• _Text provided_
* Begin *

Like the one about Dad.

He was tall, handsome young man from Whittemore who played football and baseball at Emmetsburg Junior College. He had been offered a scholarship to Drake but the Great Depression got in the way. He ended up part-owner of a men’s clothing store in Algona, drove a Lincoln Zephyr, and was quite the man about town. He enlisted in the Army Air Corps when they bombed Pearl Harbor. Because of his advanced education Pat Cullen was made a captain in charge of a parts depot at an Allied air base in Sicily.

Dad never talked much about the war. I never knew, for example, that after conflict eased in Italy and shifted to Germany he was reassigned to rebuilding churches damaged by war. I suppose he was in charge of getting materials and labor lined up, since that was his job on the air base. He would have been out of harm’s way in a small community on a hill that Ann later visited. He would have had his evenings free.

You could imagine something happening. Books have been written about siring a child amid war — The Man in the Gray Flannel Suit, where every day was lived in the moment, sits on Dolores’ bookshelf.

The war ended and Pat Cullen returned to Algona.

He found Eileen Murray Kelly in Bancroft with a toddler son, Tom. Her husband, Omer, had been shot to death in a Chicago bar. Mom never, ever talked about that. Tom never knew until he confronted her in a pre-adolescent rage when suppressed memories of being called Tommy Kelly bubbled forth.

Pat and Eileen married, the perfect young post-war family. They had five more children. I am the youngest.

* End *

• _Dataset section_
* Begin *

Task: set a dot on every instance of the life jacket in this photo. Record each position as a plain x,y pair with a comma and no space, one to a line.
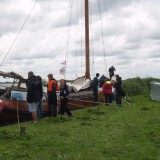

* End *

• _Tasks to carry out_
**1.** Answer these from the text about Pat Cullen, one per line:
(a) Where did he play football and baseball?
(b) Where was the parts depot he ran?
(c) How many more children did he and Eileen have?
**2.** Does each statement agree with the text about Pat Cullen? Answer yes or no, and quote the words from the text that decide it.
(a) He enlisted in the Navy after Pearl Harbor.
(b) He often talked about the war.
(c) The writer is the youngest child.
**3.** In the text about Pat Cullen, repeat the stretch from "You could imagine" through "am the youngest.".

• _Solution list_
**1.**
(a) Emmetsburg Junior College
(b) At an Allied air base in Sicily
(c) Five

**2.**
(a) No: "He enlisted in the Army Air Corps when they bombed Pearl Harbor."
(b) No: "Dad never talked much about the war."
(c) Yes: "I am the youngest."

**3.**
You could imagine something happening. Books have been written about siring a child amid war — The Man in the Gray Flannel Suit, where every day was lived in the moment, sits on Dolores’ bookshelf.

The war ended and Pat Cullen returned to Algona.

He found Eileen Murray Kelly in Bancroft with a toddler son, Tom. Her husband, Omer, had been shot to death in a Chicago bar. Mom never, ever talked about that. Tom never knew until he confronted her in a pre-adolescent rage when suppressed memories of being called Tommy Kelly bubbled forth.

Pat and Eileen married, the perfect young post-war family. They had five more children. I am the youngest.